§ CHALLENGE
Reproduce only the stretch of data from the line containing "Could you kindly segment every instance of the small" through the line containing "M293 117L293 105L284", with "evenodd" replaced by "nonzero" and nothing else changed.

§ DATASET RECORDS
○ ○ ○ ○
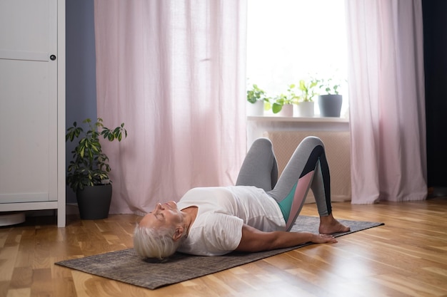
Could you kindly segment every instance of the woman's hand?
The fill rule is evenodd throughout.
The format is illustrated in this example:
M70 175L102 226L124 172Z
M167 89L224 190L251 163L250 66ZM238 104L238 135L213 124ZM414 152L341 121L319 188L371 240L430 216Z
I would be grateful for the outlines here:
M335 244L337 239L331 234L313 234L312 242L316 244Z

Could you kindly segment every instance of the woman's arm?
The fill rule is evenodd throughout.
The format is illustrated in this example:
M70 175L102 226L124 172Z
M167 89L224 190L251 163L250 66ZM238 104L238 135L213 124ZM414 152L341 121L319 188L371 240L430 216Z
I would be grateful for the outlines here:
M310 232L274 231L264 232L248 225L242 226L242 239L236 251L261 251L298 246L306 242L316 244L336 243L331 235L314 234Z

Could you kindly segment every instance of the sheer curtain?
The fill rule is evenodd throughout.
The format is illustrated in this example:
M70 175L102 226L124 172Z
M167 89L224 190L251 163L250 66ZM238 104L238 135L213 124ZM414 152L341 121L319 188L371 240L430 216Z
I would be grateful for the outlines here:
○ ○ ○ ○
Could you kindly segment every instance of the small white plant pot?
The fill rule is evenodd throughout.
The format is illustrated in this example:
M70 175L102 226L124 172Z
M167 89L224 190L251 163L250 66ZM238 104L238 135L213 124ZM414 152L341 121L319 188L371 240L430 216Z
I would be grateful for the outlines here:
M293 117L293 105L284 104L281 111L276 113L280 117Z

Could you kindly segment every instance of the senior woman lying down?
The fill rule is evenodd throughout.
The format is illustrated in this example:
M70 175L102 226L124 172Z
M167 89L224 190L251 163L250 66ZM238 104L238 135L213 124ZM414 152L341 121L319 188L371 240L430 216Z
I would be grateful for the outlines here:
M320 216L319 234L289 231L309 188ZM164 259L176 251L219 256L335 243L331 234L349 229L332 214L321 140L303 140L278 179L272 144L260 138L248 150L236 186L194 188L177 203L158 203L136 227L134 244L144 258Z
○ ○ ○ ○
§ FINAL RESULT
Could you kindly segment every instance of the small white plant pot?
The fill rule is nonzero throughout.
The format is illustrated in this example:
M70 175L102 226L124 172Z
M167 89L224 190L251 163L250 66ZM238 104L238 135L213 124ZM414 152L341 121L319 188L371 240L430 216Z
I would be grateful for the outlines here:
M293 117L293 105L284 104L281 111L276 113L280 117Z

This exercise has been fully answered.